- REQUIRED WORK
1 - Copy the post on Bible exploration from "Really and truly, though, my" to "a glass, darkly.".
2 - According to the post on Bible exploration, how much daily reading time does an average reader need to get through the Bible in a year?

- PROVIDED TEXT
Posted in What I'm Learning, What Works for Me, Wonderments

My Sweet Spot of Bible Exploration

I’ve long struggled with finding the sweet spot of keeping myself immersed in Scripture. On the one hand, a read-through-the-Bible-in-a-year plan has always appealed to me because it enables me to not get bogged down in a narrow-minded focus. On the other hand, those broad plans tend to keep me from being able to really dig in and study on a deep level. So, I have tended to alternate between the two, some years reading through the whole Bible and other years spending extensive time in a single, focused spot.

Really and truly, though, my desire has always been to combine both. Time has just prevented it in the past. So, where does that leave me? There are so many depths to explore in Scripture. So many great books to read to help me along in my spiritual growth. So much journaling to do as I process each thought. How do I make it all fit into my schedule?

It’s Not a Race

The first thing I had to realize is that there’s no real rush. True, I only have so many years left on this earth. But, I will not learn it all in my limited lifespan. I can’t. It’s just not possible. And, once I get to heaven, my eyes will be opened as I see clearly instead of through a glass, darkly.

On the one hand, that could dissuade me from studying at all. Why bother if I’ll know it in eternity? But, if God didn’t want us to start here, He would not have given us His Word. He would not have revealed Himself so amazingly. So, even if it doesn’t all make sense to me, knowing that He wants me to do it is enough – at least for me.

So, if I really do need to study, even if I can never know it all, the other end of the argument states that there is no need to rush. If it takes me a year to process through a study, so be it! Progress is progress.

Broad Doesn’t Have to Be So Broad

The challenge of a one-year, whole-Bible plan is that the daily reading portions are long. It takes an average reader about twenty to thirty minutes of reading a day to get through the Bible in a year. I live in a family of above-average readers; they all read much faster than I do. But, I’m average. So, a through-the-Bible plan leaves little, if any, time for journaling, devotional reading, or closer studying.

This year, our church is working through a reading plan that is more focused, alternating between the Gospels (Monday and Friday) and the Pentateuch (Tues-Thurs). I’ve personally re-established the habit of reading a chapter of Proverbs each day as well. Small bites, but broad reading that allows distinct progress through the Bible this year. At this rate, it might take me closer to three years to process through the whole Bible. But, again, it’s not a race!

- DATASET EXCERPTS
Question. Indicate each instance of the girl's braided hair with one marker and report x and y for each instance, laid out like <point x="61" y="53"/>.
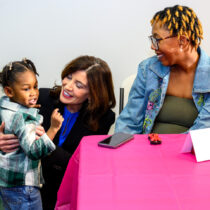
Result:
<point x="180" y="20"/>
<point x="9" y="73"/>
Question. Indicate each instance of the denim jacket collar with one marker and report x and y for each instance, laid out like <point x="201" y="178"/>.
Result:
<point x="202" y="76"/>
<point x="158" y="68"/>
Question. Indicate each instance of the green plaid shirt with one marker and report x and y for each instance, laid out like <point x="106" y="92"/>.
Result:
<point x="22" y="167"/>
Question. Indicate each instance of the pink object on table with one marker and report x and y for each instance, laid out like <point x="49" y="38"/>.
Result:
<point x="135" y="176"/>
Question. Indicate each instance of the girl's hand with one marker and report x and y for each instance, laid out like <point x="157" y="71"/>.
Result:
<point x="8" y="142"/>
<point x="39" y="131"/>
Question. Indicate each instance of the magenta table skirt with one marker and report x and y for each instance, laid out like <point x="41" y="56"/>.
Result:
<point x="135" y="176"/>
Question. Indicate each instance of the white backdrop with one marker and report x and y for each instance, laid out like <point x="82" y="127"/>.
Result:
<point x="53" y="32"/>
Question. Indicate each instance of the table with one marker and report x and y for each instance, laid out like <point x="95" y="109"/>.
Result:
<point x="135" y="176"/>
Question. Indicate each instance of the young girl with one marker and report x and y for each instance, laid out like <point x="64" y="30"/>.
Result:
<point x="20" y="171"/>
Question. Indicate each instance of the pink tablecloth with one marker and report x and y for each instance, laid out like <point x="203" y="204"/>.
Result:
<point x="135" y="176"/>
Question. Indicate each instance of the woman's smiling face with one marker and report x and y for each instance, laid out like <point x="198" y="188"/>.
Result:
<point x="168" y="48"/>
<point x="74" y="90"/>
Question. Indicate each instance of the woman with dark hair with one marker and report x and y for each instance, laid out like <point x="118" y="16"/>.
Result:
<point x="171" y="91"/>
<point x="85" y="99"/>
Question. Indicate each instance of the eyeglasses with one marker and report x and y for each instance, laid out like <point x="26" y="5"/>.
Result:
<point x="155" y="41"/>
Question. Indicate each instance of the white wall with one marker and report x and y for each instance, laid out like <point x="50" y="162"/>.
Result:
<point x="53" y="32"/>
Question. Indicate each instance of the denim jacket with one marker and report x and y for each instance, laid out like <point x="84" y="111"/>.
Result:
<point x="148" y="93"/>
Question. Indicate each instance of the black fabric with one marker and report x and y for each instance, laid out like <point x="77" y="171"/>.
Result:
<point x="54" y="165"/>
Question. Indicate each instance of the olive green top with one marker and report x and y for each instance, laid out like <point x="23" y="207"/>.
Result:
<point x="177" y="115"/>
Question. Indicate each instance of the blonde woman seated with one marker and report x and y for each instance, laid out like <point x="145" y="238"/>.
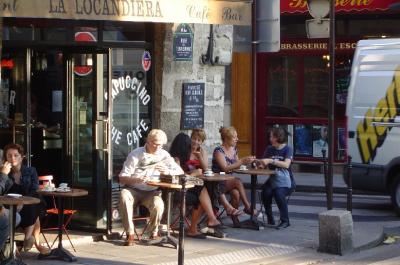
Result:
<point x="226" y="159"/>
<point x="192" y="160"/>
<point x="18" y="178"/>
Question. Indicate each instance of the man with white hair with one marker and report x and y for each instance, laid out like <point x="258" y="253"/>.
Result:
<point x="139" y="166"/>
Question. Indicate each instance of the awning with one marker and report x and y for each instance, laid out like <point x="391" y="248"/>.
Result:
<point x="342" y="6"/>
<point x="168" y="11"/>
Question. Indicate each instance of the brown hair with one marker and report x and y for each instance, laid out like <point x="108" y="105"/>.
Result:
<point x="14" y="146"/>
<point x="199" y="133"/>
<point x="227" y="132"/>
<point x="280" y="134"/>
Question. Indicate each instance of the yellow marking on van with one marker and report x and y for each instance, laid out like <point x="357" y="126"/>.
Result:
<point x="369" y="137"/>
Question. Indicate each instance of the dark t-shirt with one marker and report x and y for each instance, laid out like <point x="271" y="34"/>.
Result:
<point x="279" y="154"/>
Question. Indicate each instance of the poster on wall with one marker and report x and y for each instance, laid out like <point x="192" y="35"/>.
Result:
<point x="183" y="43"/>
<point x="303" y="140"/>
<point x="192" y="106"/>
<point x="341" y="142"/>
<point x="320" y="140"/>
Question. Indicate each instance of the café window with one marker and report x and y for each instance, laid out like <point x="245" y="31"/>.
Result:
<point x="132" y="101"/>
<point x="316" y="83"/>
<point x="282" y="87"/>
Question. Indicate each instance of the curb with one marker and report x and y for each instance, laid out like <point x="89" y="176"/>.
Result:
<point x="373" y="243"/>
<point x="321" y="189"/>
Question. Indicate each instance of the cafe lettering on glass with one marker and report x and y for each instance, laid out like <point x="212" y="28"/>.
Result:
<point x="192" y="106"/>
<point x="136" y="87"/>
<point x="183" y="43"/>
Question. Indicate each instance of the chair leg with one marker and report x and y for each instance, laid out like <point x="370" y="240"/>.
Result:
<point x="67" y="234"/>
<point x="261" y="206"/>
<point x="45" y="239"/>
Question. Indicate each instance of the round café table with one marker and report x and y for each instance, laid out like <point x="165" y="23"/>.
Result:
<point x="216" y="177"/>
<point x="60" y="252"/>
<point x="13" y="202"/>
<point x="253" y="223"/>
<point x="170" y="187"/>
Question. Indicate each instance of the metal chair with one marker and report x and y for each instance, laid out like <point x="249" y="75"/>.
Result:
<point x="68" y="213"/>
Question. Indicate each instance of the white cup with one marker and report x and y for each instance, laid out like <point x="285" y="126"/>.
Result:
<point x="208" y="173"/>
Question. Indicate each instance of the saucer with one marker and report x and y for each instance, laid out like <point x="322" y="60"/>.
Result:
<point x="14" y="195"/>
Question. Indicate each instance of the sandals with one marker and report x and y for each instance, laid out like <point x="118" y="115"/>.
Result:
<point x="234" y="212"/>
<point x="28" y="243"/>
<point x="251" y="211"/>
<point x="43" y="250"/>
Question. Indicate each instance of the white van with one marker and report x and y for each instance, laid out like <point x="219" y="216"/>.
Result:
<point x="373" y="116"/>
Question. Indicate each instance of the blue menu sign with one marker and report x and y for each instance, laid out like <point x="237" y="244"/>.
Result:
<point x="183" y="43"/>
<point x="192" y="106"/>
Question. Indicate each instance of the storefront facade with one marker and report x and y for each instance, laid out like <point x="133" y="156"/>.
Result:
<point x="292" y="85"/>
<point x="82" y="84"/>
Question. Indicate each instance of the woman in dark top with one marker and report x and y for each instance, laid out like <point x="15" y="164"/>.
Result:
<point x="181" y="150"/>
<point x="278" y="156"/>
<point x="17" y="178"/>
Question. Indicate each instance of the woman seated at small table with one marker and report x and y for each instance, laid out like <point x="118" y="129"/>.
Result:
<point x="193" y="160"/>
<point x="226" y="159"/>
<point x="278" y="156"/>
<point x="17" y="178"/>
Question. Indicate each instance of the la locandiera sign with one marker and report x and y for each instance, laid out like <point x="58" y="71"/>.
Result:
<point x="168" y="11"/>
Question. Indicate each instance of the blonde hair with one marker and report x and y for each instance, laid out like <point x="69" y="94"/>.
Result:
<point x="227" y="132"/>
<point x="157" y="135"/>
<point x="199" y="133"/>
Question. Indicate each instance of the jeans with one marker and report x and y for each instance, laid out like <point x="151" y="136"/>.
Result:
<point x="279" y="194"/>
<point x="4" y="227"/>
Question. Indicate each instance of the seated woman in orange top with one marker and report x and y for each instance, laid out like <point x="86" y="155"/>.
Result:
<point x="226" y="159"/>
<point x="192" y="163"/>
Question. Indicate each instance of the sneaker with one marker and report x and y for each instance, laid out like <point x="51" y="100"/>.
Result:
<point x="130" y="240"/>
<point x="282" y="225"/>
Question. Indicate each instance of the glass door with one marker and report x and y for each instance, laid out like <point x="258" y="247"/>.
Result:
<point x="87" y="137"/>
<point x="13" y="98"/>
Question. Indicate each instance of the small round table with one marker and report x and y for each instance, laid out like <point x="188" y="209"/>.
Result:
<point x="60" y="252"/>
<point x="216" y="177"/>
<point x="170" y="239"/>
<point x="13" y="202"/>
<point x="253" y="223"/>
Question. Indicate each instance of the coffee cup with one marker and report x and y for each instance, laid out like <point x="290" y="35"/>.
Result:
<point x="208" y="173"/>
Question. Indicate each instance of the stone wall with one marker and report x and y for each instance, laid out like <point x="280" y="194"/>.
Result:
<point x="175" y="73"/>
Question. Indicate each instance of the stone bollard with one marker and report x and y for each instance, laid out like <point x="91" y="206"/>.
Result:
<point x="336" y="232"/>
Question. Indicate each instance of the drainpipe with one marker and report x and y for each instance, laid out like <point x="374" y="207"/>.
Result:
<point x="331" y="101"/>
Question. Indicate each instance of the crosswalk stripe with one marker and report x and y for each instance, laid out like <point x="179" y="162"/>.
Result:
<point x="245" y="255"/>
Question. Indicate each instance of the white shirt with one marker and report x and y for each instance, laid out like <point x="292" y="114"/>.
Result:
<point x="139" y="163"/>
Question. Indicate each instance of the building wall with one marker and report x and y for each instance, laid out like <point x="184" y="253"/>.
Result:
<point x="175" y="73"/>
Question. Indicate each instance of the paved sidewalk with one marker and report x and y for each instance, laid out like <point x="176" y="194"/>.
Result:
<point x="295" y="245"/>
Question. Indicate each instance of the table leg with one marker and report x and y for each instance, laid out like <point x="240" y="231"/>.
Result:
<point x="168" y="239"/>
<point x="60" y="252"/>
<point x="12" y="260"/>
<point x="252" y="223"/>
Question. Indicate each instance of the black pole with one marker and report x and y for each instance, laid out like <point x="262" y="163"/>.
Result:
<point x="325" y="171"/>
<point x="181" y="250"/>
<point x="349" y="186"/>
<point x="331" y="103"/>
<point x="254" y="75"/>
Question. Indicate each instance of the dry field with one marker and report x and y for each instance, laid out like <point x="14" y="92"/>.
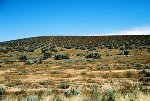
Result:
<point x="106" y="75"/>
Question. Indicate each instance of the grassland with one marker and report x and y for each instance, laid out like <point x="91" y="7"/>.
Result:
<point x="108" y="68"/>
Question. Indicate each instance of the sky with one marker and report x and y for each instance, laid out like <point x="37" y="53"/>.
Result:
<point x="31" y="18"/>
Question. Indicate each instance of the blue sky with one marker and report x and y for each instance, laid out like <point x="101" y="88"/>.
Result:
<point x="28" y="18"/>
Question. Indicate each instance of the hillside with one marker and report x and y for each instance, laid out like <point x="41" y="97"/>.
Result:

- TASK RESULTS
1 -
Really and truly, though, my desire has always been to combine both. Time has just prevented it in the past. So, where does that leave me? There are so many depths to explore in Scripture. So many great books to read to help me along in my spiritual growth. So much journaling to do as I process each thought. How do I make it all fit into my schedule?

It’s Not a Race

The first thing I had to realize is that there’s no real rush. True, I only have so many years left on this earth. But, I will not learn it all in my limited lifespan. I can’t. It’s just not possible. And, once I get to heaven, my eyes will be opened as I see clearly instead of through a glass, darkly.

2 - About twenty to thirty minutes a day.